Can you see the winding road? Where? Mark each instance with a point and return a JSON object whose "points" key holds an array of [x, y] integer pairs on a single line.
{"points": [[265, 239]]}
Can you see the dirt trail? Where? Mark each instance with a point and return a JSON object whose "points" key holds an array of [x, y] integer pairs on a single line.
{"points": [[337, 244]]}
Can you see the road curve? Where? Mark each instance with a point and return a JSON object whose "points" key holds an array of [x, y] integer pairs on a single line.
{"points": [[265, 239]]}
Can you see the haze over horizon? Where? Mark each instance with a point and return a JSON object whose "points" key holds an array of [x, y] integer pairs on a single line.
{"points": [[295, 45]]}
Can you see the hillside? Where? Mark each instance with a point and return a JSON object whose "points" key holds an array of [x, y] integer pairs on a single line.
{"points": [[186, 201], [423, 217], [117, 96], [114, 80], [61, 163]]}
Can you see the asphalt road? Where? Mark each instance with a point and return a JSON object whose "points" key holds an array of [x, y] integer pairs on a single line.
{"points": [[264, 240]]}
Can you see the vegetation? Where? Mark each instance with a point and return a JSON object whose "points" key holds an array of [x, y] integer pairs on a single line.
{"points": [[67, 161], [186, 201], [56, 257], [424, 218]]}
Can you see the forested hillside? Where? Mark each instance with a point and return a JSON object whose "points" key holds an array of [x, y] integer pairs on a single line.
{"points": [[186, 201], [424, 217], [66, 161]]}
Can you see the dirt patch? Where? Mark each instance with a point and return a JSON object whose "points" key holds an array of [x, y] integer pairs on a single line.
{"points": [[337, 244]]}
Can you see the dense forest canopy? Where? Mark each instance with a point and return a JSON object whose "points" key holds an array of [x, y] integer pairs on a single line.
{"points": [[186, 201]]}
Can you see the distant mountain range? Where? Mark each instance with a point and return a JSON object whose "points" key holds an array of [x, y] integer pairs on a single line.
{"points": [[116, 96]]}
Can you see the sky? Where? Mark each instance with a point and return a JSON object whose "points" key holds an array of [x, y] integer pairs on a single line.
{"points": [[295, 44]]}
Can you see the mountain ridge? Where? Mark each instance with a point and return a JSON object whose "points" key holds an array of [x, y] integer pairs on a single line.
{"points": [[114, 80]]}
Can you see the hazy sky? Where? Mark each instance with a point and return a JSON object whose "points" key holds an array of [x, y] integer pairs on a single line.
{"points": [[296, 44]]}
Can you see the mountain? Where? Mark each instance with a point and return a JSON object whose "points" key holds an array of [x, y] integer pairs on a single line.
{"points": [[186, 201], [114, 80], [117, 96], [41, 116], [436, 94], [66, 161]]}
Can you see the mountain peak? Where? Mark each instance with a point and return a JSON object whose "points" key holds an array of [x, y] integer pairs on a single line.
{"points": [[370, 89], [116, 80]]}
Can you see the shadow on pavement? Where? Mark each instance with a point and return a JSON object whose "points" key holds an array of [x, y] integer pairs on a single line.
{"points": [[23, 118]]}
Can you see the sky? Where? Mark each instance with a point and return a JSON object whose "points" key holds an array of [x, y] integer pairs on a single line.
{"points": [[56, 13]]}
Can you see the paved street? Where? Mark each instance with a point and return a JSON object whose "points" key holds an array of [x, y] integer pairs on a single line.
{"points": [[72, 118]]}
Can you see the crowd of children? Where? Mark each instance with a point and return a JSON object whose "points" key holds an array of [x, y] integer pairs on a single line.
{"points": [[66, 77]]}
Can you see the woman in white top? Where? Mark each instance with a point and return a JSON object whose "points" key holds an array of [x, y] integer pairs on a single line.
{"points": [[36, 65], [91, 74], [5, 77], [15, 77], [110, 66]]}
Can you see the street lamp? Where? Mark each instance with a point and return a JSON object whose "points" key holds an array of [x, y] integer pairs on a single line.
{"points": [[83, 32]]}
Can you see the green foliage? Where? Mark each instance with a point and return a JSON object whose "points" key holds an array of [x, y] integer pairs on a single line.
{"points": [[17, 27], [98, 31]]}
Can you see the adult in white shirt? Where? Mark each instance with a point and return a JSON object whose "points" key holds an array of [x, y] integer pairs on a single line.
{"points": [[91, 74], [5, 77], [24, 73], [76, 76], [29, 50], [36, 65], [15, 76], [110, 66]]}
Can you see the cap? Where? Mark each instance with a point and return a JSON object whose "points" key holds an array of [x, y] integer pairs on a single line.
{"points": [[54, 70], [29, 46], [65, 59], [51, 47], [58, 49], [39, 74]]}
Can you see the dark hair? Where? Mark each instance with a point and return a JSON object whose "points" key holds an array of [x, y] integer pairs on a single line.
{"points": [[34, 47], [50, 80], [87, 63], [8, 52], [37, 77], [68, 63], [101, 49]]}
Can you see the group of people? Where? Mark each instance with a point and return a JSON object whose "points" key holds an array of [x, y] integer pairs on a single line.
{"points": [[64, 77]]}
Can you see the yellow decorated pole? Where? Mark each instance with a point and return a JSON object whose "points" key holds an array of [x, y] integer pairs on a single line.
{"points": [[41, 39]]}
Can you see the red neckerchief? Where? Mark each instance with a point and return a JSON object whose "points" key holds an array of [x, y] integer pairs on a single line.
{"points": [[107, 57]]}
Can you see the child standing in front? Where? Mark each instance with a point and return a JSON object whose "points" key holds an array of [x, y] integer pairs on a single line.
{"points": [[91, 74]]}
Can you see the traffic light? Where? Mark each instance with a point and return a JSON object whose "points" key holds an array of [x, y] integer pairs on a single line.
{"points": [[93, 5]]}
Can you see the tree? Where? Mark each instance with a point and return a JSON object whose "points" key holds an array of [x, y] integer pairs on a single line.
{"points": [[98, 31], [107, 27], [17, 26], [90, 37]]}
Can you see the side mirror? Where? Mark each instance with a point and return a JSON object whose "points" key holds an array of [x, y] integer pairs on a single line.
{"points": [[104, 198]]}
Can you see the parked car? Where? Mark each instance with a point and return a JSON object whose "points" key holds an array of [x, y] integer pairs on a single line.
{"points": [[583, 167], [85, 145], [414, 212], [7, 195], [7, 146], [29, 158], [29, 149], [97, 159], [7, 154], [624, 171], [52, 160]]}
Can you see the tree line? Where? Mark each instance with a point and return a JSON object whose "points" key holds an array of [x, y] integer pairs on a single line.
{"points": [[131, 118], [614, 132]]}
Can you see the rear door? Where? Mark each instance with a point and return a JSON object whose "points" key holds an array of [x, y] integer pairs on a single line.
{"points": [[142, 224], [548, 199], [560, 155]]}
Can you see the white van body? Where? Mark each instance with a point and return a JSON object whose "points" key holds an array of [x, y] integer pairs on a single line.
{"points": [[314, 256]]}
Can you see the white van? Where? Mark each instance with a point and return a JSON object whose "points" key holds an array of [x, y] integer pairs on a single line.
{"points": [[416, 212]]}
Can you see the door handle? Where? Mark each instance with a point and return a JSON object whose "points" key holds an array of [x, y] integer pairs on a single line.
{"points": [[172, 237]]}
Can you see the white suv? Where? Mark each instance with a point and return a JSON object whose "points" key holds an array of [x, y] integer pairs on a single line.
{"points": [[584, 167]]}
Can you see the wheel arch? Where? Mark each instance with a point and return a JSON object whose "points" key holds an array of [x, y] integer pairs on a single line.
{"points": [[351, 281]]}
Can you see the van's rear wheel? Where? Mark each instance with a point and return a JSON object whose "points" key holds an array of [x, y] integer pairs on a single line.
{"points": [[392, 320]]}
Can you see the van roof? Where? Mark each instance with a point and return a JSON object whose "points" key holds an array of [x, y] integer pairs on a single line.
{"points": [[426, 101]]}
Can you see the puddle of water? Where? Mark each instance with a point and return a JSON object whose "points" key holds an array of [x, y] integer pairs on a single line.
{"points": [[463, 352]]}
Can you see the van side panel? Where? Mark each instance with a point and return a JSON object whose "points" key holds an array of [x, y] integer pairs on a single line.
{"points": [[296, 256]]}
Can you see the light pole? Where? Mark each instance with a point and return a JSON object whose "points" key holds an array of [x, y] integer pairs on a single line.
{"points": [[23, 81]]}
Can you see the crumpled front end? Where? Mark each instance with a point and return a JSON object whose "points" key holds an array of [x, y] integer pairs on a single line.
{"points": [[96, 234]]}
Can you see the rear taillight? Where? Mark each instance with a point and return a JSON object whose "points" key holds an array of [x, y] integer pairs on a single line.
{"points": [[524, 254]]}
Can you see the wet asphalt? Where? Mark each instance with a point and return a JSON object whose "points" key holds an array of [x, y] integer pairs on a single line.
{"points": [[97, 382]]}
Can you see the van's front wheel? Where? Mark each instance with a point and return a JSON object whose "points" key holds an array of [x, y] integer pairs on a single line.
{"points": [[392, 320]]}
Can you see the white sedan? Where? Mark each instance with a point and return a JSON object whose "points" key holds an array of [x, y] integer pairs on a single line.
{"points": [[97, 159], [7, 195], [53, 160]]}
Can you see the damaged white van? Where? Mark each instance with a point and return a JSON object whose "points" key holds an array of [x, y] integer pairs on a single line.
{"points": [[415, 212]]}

☆ ☆ ☆

SHORT EXERCISE
Return the lines above, from the one containing "Can you see the crumpled" to the end, exactly as they stand.

WRITTEN REPLY
Can you see the crumpled front end? Where? Mark each instance with a point and return a JSON object whose "points" key holds an array of [x, y] integer pairs on a single line.
{"points": [[96, 234]]}
Can you see the rear taillight? Where? Mark each instance with a point and return a JSON object whose "points" key holds an array of [x, y] integer pairs on a single line.
{"points": [[524, 254]]}
Can you see the wet asphalt? Where? Mark each instance with a point and return a JSON object whose "points" key holds an array of [x, y] integer pairs on a single line.
{"points": [[97, 382]]}
Can you see the van's front wheel? Where? Mark each instance with a point and return a JSON object whose "points" key holds an array of [x, y] integer pairs on a single line.
{"points": [[392, 320]]}
Can you see the white sedan? Where? Mark each instance with a point and return a JSON object whose "points" key holds an array of [x, y] integer pairs on a single line.
{"points": [[97, 159], [7, 195], [53, 160]]}
Can you see the damaged white van? Where? Mark each instance with a point and return a JSON object whose "points" key holds an array of [x, y] integer pairs on a single line.
{"points": [[415, 212]]}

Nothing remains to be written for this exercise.